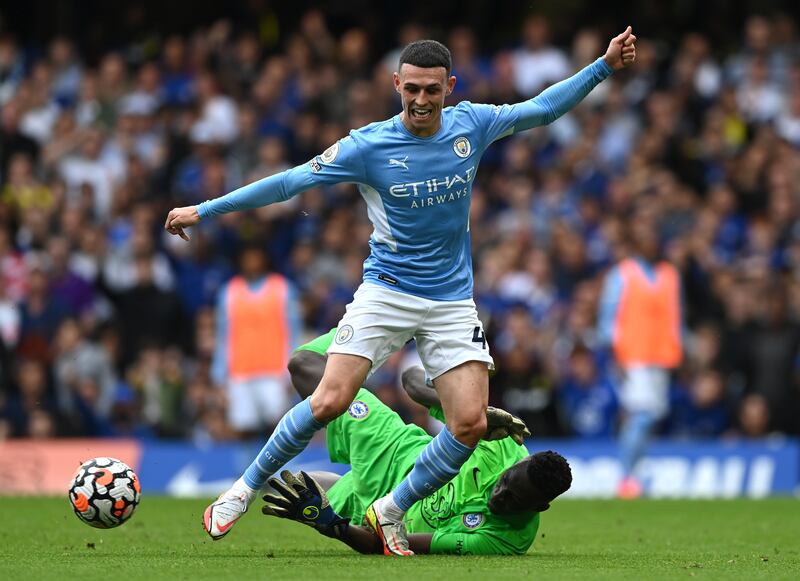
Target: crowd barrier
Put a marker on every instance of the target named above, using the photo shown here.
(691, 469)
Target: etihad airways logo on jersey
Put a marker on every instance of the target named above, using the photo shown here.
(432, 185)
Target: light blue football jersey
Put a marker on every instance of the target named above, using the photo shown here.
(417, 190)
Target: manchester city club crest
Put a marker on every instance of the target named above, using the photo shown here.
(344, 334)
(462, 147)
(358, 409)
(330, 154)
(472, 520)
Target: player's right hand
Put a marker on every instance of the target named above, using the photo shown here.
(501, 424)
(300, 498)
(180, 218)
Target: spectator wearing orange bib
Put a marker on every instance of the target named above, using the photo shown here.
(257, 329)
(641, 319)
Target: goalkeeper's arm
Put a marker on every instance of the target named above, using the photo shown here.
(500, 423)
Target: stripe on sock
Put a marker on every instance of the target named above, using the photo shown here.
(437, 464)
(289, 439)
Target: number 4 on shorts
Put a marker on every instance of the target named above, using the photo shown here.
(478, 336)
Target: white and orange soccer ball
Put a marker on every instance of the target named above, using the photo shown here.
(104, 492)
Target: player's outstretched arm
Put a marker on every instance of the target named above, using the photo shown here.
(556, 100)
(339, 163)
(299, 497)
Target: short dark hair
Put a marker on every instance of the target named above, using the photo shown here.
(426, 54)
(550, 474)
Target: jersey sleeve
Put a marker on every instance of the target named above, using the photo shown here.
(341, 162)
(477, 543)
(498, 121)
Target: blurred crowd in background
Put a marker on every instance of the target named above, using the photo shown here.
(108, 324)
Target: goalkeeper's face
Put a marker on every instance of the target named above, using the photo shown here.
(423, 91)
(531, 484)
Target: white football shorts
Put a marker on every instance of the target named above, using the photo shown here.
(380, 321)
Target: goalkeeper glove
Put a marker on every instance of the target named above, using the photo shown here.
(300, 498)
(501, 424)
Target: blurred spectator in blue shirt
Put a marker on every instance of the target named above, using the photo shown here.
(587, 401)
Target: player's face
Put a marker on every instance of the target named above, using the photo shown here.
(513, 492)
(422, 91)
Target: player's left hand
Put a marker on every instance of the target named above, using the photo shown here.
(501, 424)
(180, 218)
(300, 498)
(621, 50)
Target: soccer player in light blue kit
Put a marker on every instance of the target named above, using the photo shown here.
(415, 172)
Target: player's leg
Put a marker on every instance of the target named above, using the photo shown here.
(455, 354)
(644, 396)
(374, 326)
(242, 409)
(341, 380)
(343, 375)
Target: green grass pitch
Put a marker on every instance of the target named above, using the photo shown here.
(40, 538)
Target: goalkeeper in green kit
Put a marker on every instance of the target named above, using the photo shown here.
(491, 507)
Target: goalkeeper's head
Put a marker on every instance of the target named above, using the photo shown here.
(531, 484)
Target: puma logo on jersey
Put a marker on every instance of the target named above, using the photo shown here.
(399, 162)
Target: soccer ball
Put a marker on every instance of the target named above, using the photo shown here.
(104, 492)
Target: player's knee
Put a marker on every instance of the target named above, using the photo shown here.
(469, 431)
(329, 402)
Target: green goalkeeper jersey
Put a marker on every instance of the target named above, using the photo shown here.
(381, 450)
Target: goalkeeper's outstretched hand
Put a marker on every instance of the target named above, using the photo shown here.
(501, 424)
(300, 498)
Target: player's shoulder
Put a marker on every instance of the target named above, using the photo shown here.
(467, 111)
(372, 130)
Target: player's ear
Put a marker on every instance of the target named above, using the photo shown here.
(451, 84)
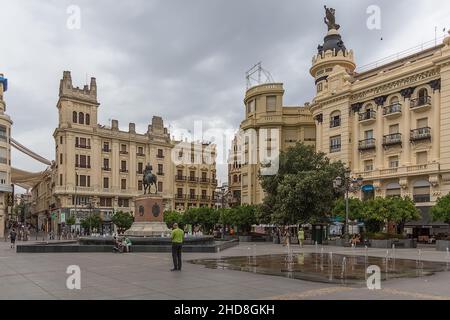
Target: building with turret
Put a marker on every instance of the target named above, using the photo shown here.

The exercise: Write out every listing above again, swapping "marker" for "dot" and keeping everything else the same. Leave the pictures out.

Response to this exercise:
Target: crowd barrier
Put a dot on every instance of the target named above, using the photo shown here.
(691, 469)
Target: etihad airways logo on jersey
Put a dot on every instance of the target named above, using the photo shown here.
(432, 185)
Target: light blue football jersey
Put a dot on every instance of the target named above, using the photo shown here.
(417, 190)
Target: manchester city club crest
Put a dot on every instance of the target named above, using the photo shown here.
(344, 334)
(462, 147)
(358, 409)
(330, 154)
(472, 520)
Target: player's right hand
Put a dot on every instance of the target named above, using the photo shown here.
(501, 424)
(300, 498)
(180, 218)
Target: spectator wearing orange bib
Put a dot on every instance of the target named above, using the photo shown here.
(257, 329)
(641, 319)
Target: goalkeeper's arm
Put a dot on every instance of the target named above, using the photo shown here.
(500, 423)
Target: stripe on sock
Put a dot on every instance of the target named above, using the photo shown here.
(437, 464)
(289, 439)
Target: number 4 on shorts
Put a dot on every instance of the target named above, using the photo shown here.
(478, 336)
Target: white and orange soccer ball
Put a dot on every instance of the target named above, using the photo shown here.
(104, 492)
Target: player's outstretched arm
Put a dot on every instance of the target named above, using the photo shown here.
(556, 100)
(339, 163)
(299, 497)
Target: short dark hair
Put a dot on every instance of the target named above, using the photo shown here.
(426, 54)
(550, 474)
Target: jersey sleeve
Put a dot on every instance of the target named above, using the photo shown here.
(341, 162)
(477, 543)
(498, 121)
Target: blurred crowd in background
Put a dot on every instance of the target named above, using the photo shown here.
(108, 324)
Target: goalkeeper's face
Put a dot on every instance of the target named above, using the photo shown here.
(423, 91)
(531, 484)
Target: white football shorts
Put a dot on every instance of the target named above, using the photo shown here.
(380, 321)
Target: goalkeeper glove
Put a dot on every instance of the target named above, using the photo shown here.
(300, 498)
(501, 424)
Target: blurred spectator in blue shirt
Put a dot on every instance of the target named above, using the photo shown here.
(587, 401)
Target: player's face
Put a dot on every instance of the target named above, using the photo shown here.
(513, 492)
(422, 91)
Target: player's left hand
Put a dot on every instance of the target named above, using the photo shown here.
(501, 424)
(180, 218)
(300, 498)
(621, 50)
Target: soccer player in light blue kit
Put a dot on every instance of the target named above, using the photo shown here.
(415, 172)
Target: player's leg
Put a dot on every instance of the target named above, using the photo shown here.
(455, 354)
(644, 396)
(374, 326)
(242, 409)
(341, 380)
(343, 375)
Target: green grass pitch
Put a dot on every instance of the target named above, using the photo shown here.
(40, 538)
Target: goalkeeper in green kit
Put a dot on every instance of the target named above, using the photo shown here.
(491, 507)
Target: goalkeeper's head
Put a dot on every instance of the target named above, using the photo shown here.
(531, 484)
Target: puma logo on jersey
Put a dot on every instance of the target named above, using the photo shown here.
(399, 162)
Target: soccer ball
Put a dot on every instance of the target named above, using the photo shown here.
(104, 492)
Target: player's knee
Put a dot on every instance of the target named above, using the photo shown here.
(469, 431)
(329, 402)
Target: green goalkeeper jersey
Put a dot on every instance of the target named above, using the photo shown here.
(381, 450)
Target: goalkeeper's outstretched hand
Put a dot on every instance of the target named above, using the photo shown here.
(501, 424)
(300, 498)
Target: player's shoulder
Put a dot on every instance of the target named above, using the photo shown here.
(467, 111)
(372, 130)
Target: player's ear
Put a dot on every instance of the target named above, using the photo shown here.
(451, 84)
Target: building with turret
Put a dot on every instance of the target named above, using the photo shown here.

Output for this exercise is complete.